* _Rows from a pointing dataset_:
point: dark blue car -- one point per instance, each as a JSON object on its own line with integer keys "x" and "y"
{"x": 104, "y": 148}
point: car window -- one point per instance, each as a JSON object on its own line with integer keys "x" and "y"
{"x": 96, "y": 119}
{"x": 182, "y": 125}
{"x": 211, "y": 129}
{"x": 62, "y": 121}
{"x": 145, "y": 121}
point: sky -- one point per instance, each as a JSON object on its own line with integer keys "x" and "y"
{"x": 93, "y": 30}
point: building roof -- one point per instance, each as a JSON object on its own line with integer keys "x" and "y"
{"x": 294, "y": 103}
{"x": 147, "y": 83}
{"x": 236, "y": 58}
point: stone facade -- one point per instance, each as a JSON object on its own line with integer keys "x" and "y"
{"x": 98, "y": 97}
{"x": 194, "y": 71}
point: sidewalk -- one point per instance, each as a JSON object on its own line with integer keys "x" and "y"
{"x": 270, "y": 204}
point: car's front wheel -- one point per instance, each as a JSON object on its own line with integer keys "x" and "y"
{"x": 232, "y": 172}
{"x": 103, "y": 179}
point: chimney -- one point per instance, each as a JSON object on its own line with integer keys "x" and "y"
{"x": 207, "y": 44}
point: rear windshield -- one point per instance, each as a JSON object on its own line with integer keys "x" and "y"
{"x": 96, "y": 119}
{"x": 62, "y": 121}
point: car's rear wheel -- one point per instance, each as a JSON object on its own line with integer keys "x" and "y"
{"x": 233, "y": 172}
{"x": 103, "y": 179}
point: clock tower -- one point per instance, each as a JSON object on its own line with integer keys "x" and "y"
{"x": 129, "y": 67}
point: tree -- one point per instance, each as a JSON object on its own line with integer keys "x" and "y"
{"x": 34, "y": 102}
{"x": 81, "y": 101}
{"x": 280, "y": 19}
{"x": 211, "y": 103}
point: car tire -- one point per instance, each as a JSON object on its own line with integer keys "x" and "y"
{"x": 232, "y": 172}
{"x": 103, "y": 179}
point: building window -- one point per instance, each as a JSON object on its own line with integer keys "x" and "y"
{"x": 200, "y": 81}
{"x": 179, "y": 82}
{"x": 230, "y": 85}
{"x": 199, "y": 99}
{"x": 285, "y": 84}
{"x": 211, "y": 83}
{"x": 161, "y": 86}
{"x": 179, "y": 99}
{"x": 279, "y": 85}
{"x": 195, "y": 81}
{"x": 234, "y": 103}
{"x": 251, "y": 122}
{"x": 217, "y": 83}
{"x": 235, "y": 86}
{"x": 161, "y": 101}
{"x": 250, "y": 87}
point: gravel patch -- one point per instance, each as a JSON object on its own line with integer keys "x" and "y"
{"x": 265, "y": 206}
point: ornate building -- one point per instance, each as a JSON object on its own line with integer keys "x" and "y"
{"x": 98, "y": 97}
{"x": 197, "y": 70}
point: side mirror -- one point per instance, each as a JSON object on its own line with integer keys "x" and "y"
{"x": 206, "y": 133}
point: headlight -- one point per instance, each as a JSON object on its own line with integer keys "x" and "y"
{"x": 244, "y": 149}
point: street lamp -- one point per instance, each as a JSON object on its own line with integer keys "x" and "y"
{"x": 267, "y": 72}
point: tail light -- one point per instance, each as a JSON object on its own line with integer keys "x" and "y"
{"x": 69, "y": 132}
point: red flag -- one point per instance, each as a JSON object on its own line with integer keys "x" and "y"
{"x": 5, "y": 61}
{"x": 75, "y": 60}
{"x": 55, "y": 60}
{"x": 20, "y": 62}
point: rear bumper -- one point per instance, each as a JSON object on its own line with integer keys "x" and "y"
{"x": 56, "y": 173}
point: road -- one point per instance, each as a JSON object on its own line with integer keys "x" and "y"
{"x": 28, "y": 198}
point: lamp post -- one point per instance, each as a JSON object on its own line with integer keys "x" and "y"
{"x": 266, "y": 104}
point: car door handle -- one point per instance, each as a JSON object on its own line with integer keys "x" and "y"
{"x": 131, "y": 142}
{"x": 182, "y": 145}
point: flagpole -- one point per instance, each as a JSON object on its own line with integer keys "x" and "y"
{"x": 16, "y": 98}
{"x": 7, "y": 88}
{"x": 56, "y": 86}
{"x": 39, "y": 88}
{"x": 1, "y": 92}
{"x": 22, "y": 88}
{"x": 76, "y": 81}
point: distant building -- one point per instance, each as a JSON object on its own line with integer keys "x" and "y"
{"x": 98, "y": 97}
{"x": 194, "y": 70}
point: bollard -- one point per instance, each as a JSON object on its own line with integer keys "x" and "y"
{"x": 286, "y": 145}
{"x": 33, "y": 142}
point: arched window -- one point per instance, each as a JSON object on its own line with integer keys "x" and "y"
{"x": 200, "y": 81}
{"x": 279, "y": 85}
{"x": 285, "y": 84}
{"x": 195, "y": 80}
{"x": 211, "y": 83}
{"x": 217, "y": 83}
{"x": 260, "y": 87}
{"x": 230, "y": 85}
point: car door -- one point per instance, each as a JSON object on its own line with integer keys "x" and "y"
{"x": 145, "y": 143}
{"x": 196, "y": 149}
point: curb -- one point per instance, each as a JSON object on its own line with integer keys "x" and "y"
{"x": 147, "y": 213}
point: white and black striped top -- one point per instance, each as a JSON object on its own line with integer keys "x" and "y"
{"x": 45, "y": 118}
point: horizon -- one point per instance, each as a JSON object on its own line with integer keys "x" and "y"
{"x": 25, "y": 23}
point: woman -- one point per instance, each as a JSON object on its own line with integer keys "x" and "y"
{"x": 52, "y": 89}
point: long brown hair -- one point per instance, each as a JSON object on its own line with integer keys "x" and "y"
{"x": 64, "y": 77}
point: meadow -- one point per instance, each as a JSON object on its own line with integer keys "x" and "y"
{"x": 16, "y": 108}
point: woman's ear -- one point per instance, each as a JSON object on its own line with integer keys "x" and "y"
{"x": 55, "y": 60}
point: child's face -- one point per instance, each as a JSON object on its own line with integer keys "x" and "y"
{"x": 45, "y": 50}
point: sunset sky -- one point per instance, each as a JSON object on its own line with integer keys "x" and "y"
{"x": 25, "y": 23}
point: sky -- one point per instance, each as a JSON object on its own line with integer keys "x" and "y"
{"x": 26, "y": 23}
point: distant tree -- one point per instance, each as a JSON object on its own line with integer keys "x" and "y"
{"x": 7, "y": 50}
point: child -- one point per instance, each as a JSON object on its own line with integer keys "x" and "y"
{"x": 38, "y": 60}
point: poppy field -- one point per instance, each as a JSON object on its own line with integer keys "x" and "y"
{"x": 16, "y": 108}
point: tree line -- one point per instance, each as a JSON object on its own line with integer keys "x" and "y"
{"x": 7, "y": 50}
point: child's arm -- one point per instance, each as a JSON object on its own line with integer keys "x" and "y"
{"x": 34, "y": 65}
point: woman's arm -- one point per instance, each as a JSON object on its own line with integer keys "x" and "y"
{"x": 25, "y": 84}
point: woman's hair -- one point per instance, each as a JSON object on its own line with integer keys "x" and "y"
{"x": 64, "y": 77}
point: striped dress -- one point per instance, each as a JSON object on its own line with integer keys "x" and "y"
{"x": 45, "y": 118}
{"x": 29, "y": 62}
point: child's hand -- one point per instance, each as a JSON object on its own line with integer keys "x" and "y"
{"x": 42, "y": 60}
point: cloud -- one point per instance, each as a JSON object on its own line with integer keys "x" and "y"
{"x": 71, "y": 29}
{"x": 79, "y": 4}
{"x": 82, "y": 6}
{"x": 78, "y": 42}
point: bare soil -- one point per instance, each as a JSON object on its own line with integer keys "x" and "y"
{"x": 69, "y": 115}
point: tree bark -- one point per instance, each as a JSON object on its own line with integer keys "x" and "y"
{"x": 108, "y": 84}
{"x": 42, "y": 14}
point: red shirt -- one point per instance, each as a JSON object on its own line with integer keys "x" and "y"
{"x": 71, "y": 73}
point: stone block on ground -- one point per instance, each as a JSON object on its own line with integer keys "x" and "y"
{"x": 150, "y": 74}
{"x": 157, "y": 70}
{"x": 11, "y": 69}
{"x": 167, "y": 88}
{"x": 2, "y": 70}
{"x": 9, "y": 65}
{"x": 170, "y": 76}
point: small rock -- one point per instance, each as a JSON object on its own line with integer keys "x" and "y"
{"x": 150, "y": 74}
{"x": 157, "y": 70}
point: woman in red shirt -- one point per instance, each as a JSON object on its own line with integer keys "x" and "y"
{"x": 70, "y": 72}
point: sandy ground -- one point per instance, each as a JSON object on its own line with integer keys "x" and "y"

* _Set problem_: Reproduce exactly the lines from the one with "point: stone block" through the end of the entries above, both ends included.

* _Reply_:
point: stone block on ground -- one point per instance, each as a JSON object on its own line with integer keys "x" and "y"
{"x": 150, "y": 74}
{"x": 157, "y": 70}
{"x": 11, "y": 69}
{"x": 167, "y": 88}
{"x": 2, "y": 70}
{"x": 9, "y": 65}
{"x": 170, "y": 76}
point: small rock -- one point per instance, each as a JSON object on its own line with integer keys "x" and "y"
{"x": 150, "y": 74}
{"x": 157, "y": 70}
point: woman in red shirt -- one point per instance, each as a JSON object on its own line with integer keys "x" and "y"
{"x": 70, "y": 72}
point: sandy ground -- one point per instance, each as a JSON object on its own line with integer keys "x" and "y"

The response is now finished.